• WRITTEN REQUEST 1
Answer these from the Bihar web scraping notebook below, not from the data:
(a) Which version of webdriver-manager was successfully installed?
(b) What URL does the driver open?
(c) What ID is used to locate the next button?
• WRITTEN REQUEST 2
Carry the Bihar web scraping notebook below forward from its last line, writing the code that comes next. Leave the data that follows it alone.

• TEXT SHOWN
# Bihar Web Scrapping

In [15]:
pip install selenium

Note: you may need to restart the kernel to use updated packages.


In [16]:
pip install webdriver-manager

Collecting webdriver-manager
  Downloading webdriver_manager-3.7.1-py2.py3-none-any.whl (25 kB)
Collecting python-dotenv
  Downloading python_dotenv-0.20.0-py3-none-any.whl (17 kB)
Installing collected packages: python-dotenv, webdriver-manager
Successfully installed python-dotenv-0.20.0 webdriver-manager-3.7.1
Note: you may need to restart the kernel to use updated packages.


### Working on Button Pagination

In [37]:
from selenium import webdriver
from selenium.webdriver.common.by import By
from selenium.webdriver.common.action_chains import ActionChains
from selenium.webdriver.support.ui import WebDriverWait  # Import WebDriverWait
from selenium.webdriver.support import expected_conditions as EC  # Import expected conditions
import time



# Set up the Selenium WebDriver
driver = webdriver.Chrome(executable_path='./chrome_driver/chromedriver.exe')
url = "https://vidhansabha.bihar.gov.in/Knowyourmla.html"
driver.get(url)

# Function to handle pagination
def handle_pagination():
    while True:
        try:
            # Find the current and next buttons
            next_button = driver.find_element(By.ID, "example_next")
            current_page = driver.find_element(By.CSS_SELECTOR, ".paginate_button.current")
            
            print(f"Current page: {current_page.text}")

• GIVEN RECORDS
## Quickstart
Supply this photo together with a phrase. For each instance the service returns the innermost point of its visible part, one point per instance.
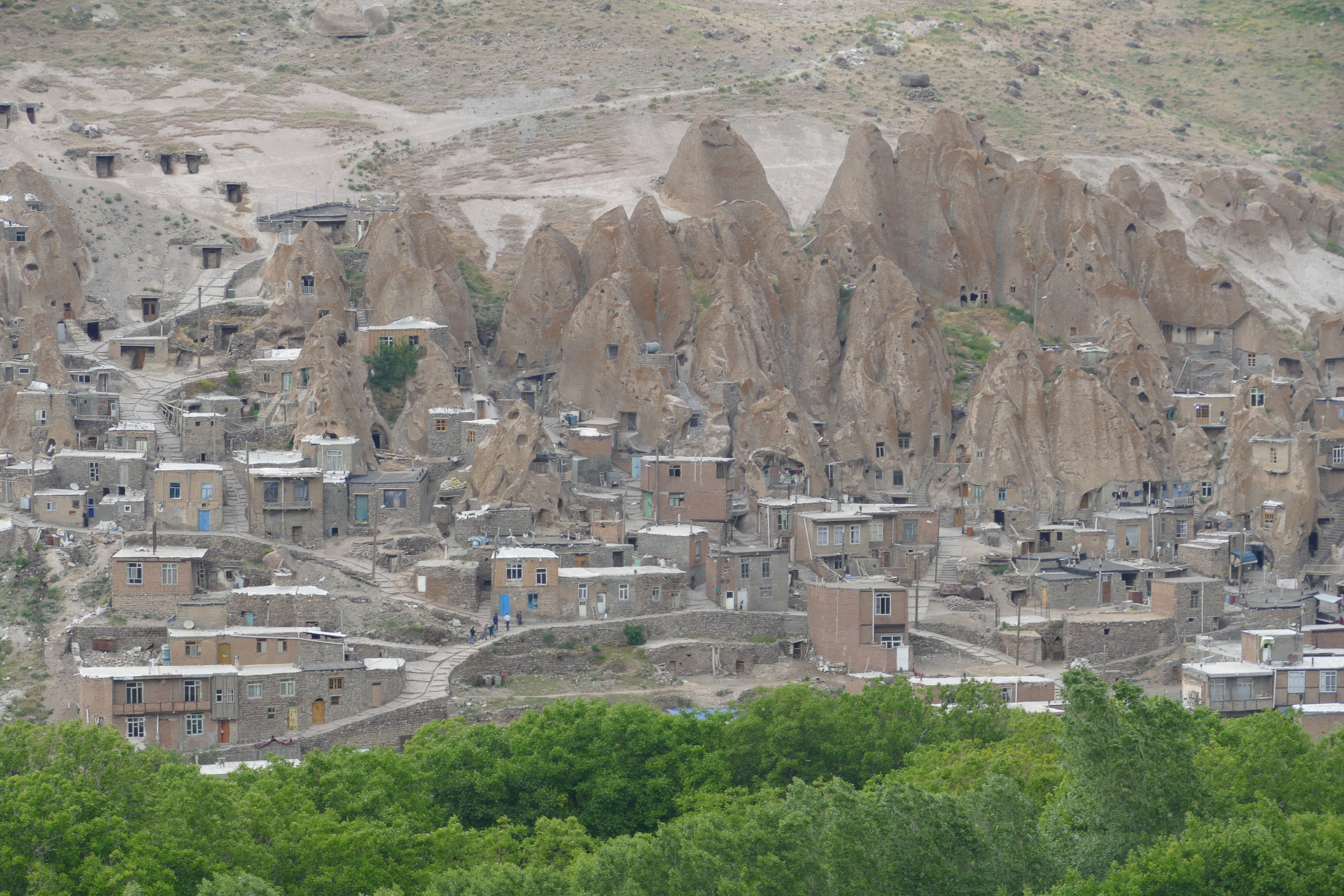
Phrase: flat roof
(671, 528)
(164, 552)
(518, 554)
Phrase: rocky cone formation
(296, 311)
(336, 400)
(46, 270)
(714, 164)
(412, 270)
(502, 472)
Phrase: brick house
(859, 625)
(526, 580)
(690, 488)
(622, 592)
(750, 578)
(400, 498)
(683, 545)
(190, 496)
(148, 582)
(407, 330)
(61, 507)
(1195, 602)
(286, 504)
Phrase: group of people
(493, 628)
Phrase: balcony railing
(162, 707)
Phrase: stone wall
(1101, 640)
(711, 624)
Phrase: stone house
(1196, 603)
(148, 582)
(1228, 688)
(622, 592)
(682, 545)
(334, 453)
(406, 330)
(286, 504)
(701, 489)
(454, 584)
(190, 496)
(750, 578)
(526, 580)
(398, 498)
(134, 435)
(859, 625)
(61, 507)
(1208, 412)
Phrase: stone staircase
(235, 503)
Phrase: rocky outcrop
(965, 222)
(603, 371)
(895, 379)
(346, 19)
(435, 384)
(412, 270)
(503, 475)
(46, 270)
(1144, 197)
(336, 399)
(308, 264)
(715, 164)
(540, 300)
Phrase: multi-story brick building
(750, 578)
(683, 545)
(701, 489)
(286, 504)
(190, 496)
(150, 582)
(859, 625)
(235, 685)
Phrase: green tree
(393, 363)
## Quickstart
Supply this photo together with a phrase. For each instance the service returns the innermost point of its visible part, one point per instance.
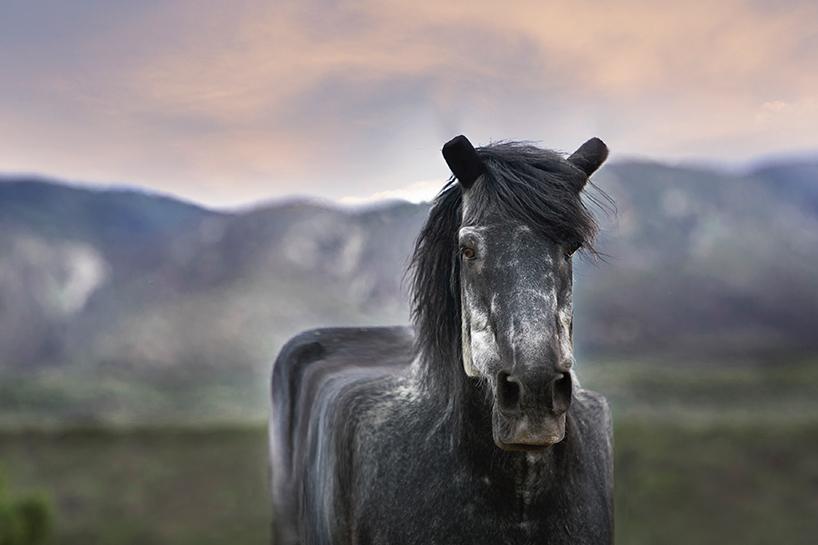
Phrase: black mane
(537, 187)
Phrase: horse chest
(439, 502)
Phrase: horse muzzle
(530, 415)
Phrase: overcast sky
(227, 103)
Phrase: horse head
(522, 219)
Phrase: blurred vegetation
(675, 483)
(706, 453)
(24, 520)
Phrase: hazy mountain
(121, 306)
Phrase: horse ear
(590, 156)
(463, 160)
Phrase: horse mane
(537, 187)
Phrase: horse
(470, 426)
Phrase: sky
(231, 103)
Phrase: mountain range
(124, 306)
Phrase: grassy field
(674, 484)
(705, 454)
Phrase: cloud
(231, 103)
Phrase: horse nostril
(562, 392)
(508, 392)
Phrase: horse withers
(470, 427)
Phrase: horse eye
(571, 250)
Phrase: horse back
(304, 367)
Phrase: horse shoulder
(317, 379)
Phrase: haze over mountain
(121, 306)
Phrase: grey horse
(470, 426)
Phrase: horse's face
(516, 314)
(515, 291)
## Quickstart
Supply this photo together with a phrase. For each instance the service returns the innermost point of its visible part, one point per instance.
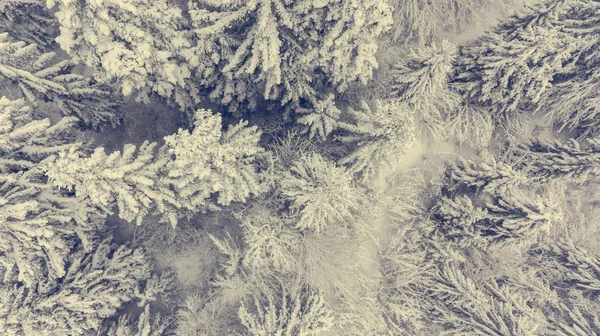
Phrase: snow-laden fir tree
(271, 242)
(541, 61)
(465, 307)
(320, 193)
(547, 160)
(146, 324)
(285, 50)
(420, 22)
(474, 177)
(95, 287)
(422, 82)
(510, 218)
(39, 225)
(382, 131)
(135, 44)
(176, 180)
(26, 71)
(28, 20)
(320, 120)
(296, 311)
(494, 203)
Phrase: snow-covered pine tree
(137, 44)
(540, 61)
(176, 181)
(494, 203)
(475, 177)
(297, 311)
(321, 119)
(285, 50)
(39, 225)
(26, 71)
(95, 287)
(420, 22)
(510, 218)
(320, 193)
(465, 307)
(28, 20)
(147, 325)
(547, 160)
(422, 82)
(271, 242)
(382, 132)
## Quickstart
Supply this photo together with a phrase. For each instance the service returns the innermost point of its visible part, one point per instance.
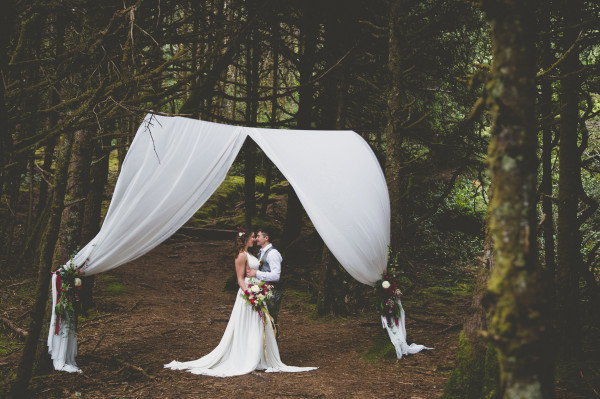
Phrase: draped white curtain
(175, 164)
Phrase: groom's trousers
(273, 305)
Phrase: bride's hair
(240, 240)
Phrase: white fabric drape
(397, 334)
(175, 164)
(63, 346)
(172, 167)
(342, 188)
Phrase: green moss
(113, 286)
(382, 348)
(476, 373)
(225, 198)
(7, 345)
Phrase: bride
(248, 344)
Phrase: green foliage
(381, 349)
(476, 373)
(227, 197)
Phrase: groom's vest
(265, 267)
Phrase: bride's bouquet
(256, 295)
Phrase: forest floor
(170, 305)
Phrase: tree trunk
(274, 115)
(333, 288)
(515, 288)
(309, 25)
(77, 190)
(476, 371)
(569, 258)
(93, 212)
(393, 132)
(252, 82)
(24, 371)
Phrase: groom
(269, 271)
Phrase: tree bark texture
(304, 117)
(569, 259)
(393, 132)
(50, 237)
(515, 288)
(476, 372)
(252, 83)
(77, 190)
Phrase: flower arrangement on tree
(389, 292)
(68, 286)
(256, 295)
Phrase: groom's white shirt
(274, 259)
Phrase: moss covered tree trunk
(515, 288)
(75, 197)
(252, 83)
(50, 237)
(569, 258)
(476, 370)
(395, 116)
(333, 279)
(304, 116)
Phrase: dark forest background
(483, 115)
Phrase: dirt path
(174, 308)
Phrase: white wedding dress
(247, 345)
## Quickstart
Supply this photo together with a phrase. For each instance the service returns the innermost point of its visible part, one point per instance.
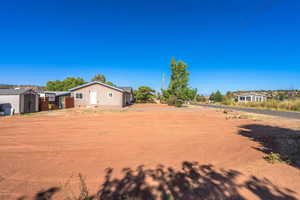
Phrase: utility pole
(163, 81)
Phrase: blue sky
(228, 44)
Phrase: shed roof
(12, 91)
(127, 89)
(120, 89)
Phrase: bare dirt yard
(146, 152)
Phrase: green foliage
(64, 85)
(144, 94)
(289, 105)
(178, 86)
(273, 158)
(99, 77)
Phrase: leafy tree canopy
(144, 94)
(179, 89)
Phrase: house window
(79, 95)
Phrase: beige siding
(102, 93)
(13, 100)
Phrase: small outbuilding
(251, 97)
(18, 100)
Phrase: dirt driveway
(44, 150)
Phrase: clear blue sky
(228, 44)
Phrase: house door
(93, 98)
(29, 103)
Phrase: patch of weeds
(273, 158)
(83, 190)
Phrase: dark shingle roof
(97, 82)
(13, 91)
(127, 89)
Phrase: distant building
(251, 97)
(18, 100)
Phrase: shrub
(174, 101)
(273, 158)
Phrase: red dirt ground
(43, 150)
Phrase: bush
(174, 101)
(273, 158)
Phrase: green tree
(99, 77)
(144, 94)
(179, 90)
(66, 84)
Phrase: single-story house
(18, 100)
(251, 97)
(56, 97)
(100, 94)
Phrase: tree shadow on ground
(192, 182)
(283, 141)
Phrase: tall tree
(179, 89)
(99, 77)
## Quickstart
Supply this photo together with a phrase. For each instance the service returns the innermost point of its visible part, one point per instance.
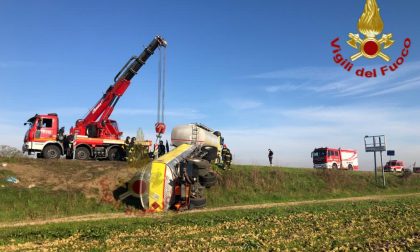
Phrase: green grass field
(391, 224)
(241, 185)
(256, 184)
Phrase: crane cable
(160, 126)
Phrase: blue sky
(259, 71)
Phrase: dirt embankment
(89, 177)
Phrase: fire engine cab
(331, 158)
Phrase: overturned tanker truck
(177, 180)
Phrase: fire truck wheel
(114, 154)
(197, 203)
(82, 153)
(51, 152)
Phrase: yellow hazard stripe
(157, 186)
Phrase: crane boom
(96, 123)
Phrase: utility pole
(376, 144)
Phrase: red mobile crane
(94, 136)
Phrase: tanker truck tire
(208, 180)
(82, 153)
(51, 152)
(200, 163)
(115, 154)
(196, 203)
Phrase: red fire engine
(96, 135)
(331, 158)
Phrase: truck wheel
(82, 153)
(208, 180)
(197, 203)
(114, 154)
(51, 152)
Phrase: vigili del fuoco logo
(370, 44)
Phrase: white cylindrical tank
(194, 134)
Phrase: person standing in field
(270, 156)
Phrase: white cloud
(243, 104)
(332, 81)
(282, 87)
(186, 113)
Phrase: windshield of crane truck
(319, 153)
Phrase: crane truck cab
(96, 135)
(43, 136)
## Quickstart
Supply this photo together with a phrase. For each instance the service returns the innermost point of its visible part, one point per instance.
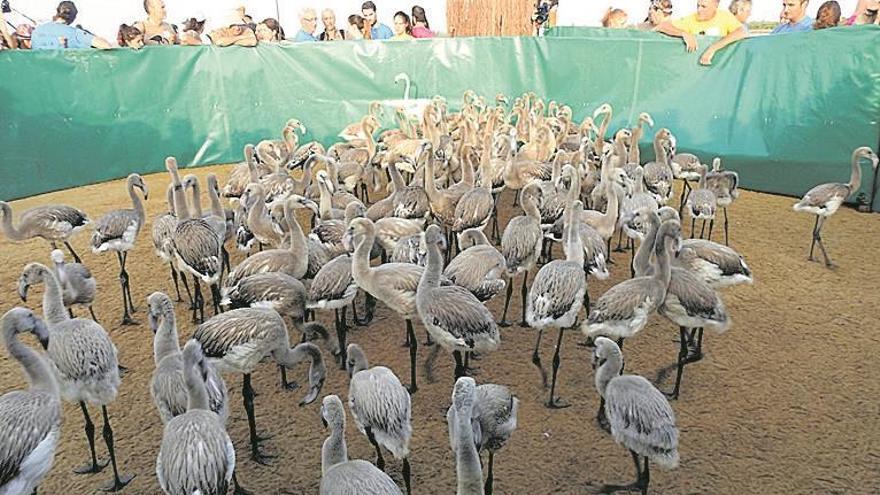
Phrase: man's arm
(101, 43)
(706, 58)
(669, 29)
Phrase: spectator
(794, 12)
(421, 28)
(23, 36)
(193, 32)
(269, 31)
(828, 15)
(742, 10)
(707, 20)
(7, 40)
(331, 32)
(378, 31)
(154, 28)
(659, 12)
(402, 27)
(60, 34)
(130, 37)
(865, 13)
(236, 32)
(308, 20)
(614, 18)
(356, 29)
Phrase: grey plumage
(83, 360)
(479, 267)
(333, 287)
(83, 356)
(701, 201)
(196, 454)
(339, 475)
(640, 417)
(239, 339)
(30, 420)
(493, 421)
(78, 287)
(624, 309)
(357, 477)
(293, 261)
(167, 385)
(380, 406)
(50, 222)
(453, 316)
(468, 472)
(118, 229)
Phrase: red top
(422, 32)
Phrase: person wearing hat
(23, 35)
(7, 40)
(156, 31)
(236, 32)
(59, 34)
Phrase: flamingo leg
(554, 402)
(72, 252)
(536, 358)
(524, 291)
(123, 281)
(95, 466)
(380, 461)
(504, 322)
(413, 352)
(119, 482)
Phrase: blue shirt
(381, 32)
(304, 36)
(45, 37)
(806, 24)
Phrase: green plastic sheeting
(785, 111)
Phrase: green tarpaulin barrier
(785, 111)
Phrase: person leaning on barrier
(421, 28)
(308, 21)
(156, 31)
(865, 13)
(378, 31)
(708, 20)
(7, 40)
(402, 27)
(130, 37)
(794, 15)
(269, 31)
(659, 12)
(331, 32)
(59, 34)
(192, 32)
(827, 16)
(357, 28)
(614, 18)
(236, 32)
(742, 10)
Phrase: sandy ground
(784, 402)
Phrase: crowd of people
(239, 29)
(731, 24)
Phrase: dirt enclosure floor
(784, 402)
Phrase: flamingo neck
(37, 370)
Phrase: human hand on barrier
(690, 41)
(708, 55)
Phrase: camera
(542, 12)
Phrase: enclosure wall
(785, 111)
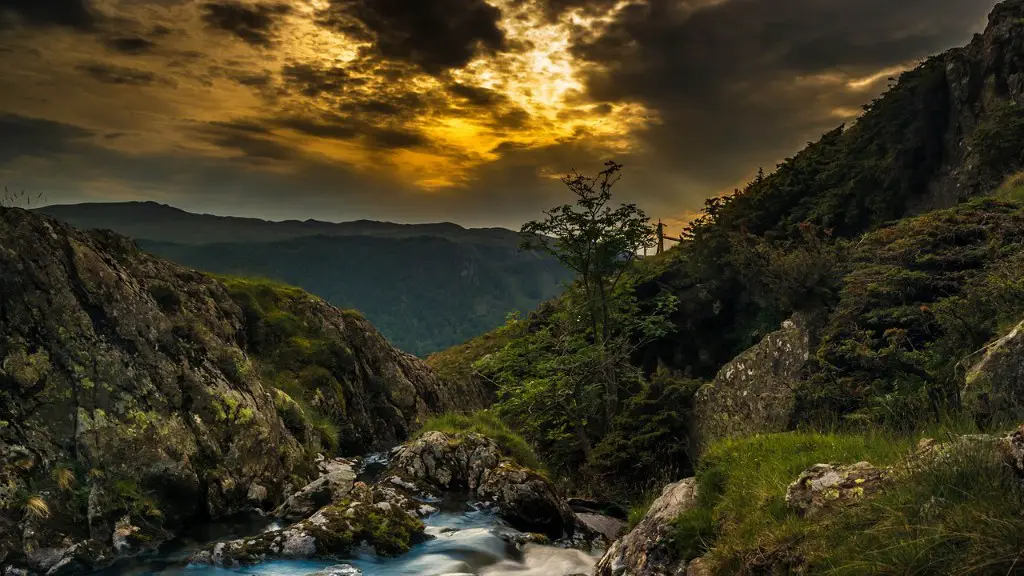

• WRITTEN REPLY 1
(a) 3.7.1
(b) https://vidhansabha.bihar.gov.in/Knowyourmla.html
(c) example_next

• WRITTEN REPLY 2
            
            # Perform actions on the current page if needed
            # Scrape data or perform specific tasks here
            
            # Check if the 'Next' button is disabled
            if "disabled" in next_button.get_attribute("class"):
                print("Reached the last page.")
                break
            
            # Scroll to the next button to ensure visibility
            ActionChains(driver).move_to_element(next_button).perform()
            
            # Click the next button
            next_button.click()
            print("Clicked 'Next' button.")
            
            # Wait for the page to load
            WebDriverWait(driver, 10).until(
                EC.staleness_of(current_page)  # Wait until the current page element becomes stale
            )
        except Exception as e:
            print(f"Error handling pagination: {e}")
            break

# Call the function to iterate through pagination
handle_pagination()

# Close the browser
driver.quit()

Current page: 1
Clicked 'Next' button.
Current page: 2
Clicked 'Next' button.
Current page: 3
Clicked 'Next' button.
Current page: 4
Clicked 'Next' button.
Current page: 5
Clicked 'Next' button.
Current page: 6
Clicked 'Next' button.
Current page: 7
Clicked 'Next' button.
Current page: 8
Clicked 'Next' button.
Current page: 9
Clicked 'Next' button.
Current page: 10
Clicked 'Next' button.
Current page: 11
Clicked 'Next' button.
Current page: 12
Clicked 'Next' button.
Current page: 13
Clicked 'Next' button.
Current page: 14
Clicked 'Next' button.
Current page: 15
Clicked 'Next' button.
Current page: 16
Clicked 'Next' button.
Current page: 17
Clicked 'Next' button.
Current page: 18
Clicked 'Next' button.
Current page: 19
Clicked 'Next' button.
Current page: 20
Clicked 'Next' button.
Current page: 21
Clicked 'Next' button.
Current page: 22
Clicked 'Next' button.
Current page: 23
Clicked 'Next' button.
Current page: 24
Clicked 'Next' button.
Current page: 25
Reached the last page.


### Combining Data Extractor with Pagination

In [44]:
from selenium import webdriver
from bs4 import BeautifulSoup
import pandas as pd

# Set up the Selenium WebDriver
driver = webdriver.Chrome(executable_path='./chrome_driver/chromedriver.exe')
url = "https://vidhansabha.bihar.gov.in/Knowyourmla.html"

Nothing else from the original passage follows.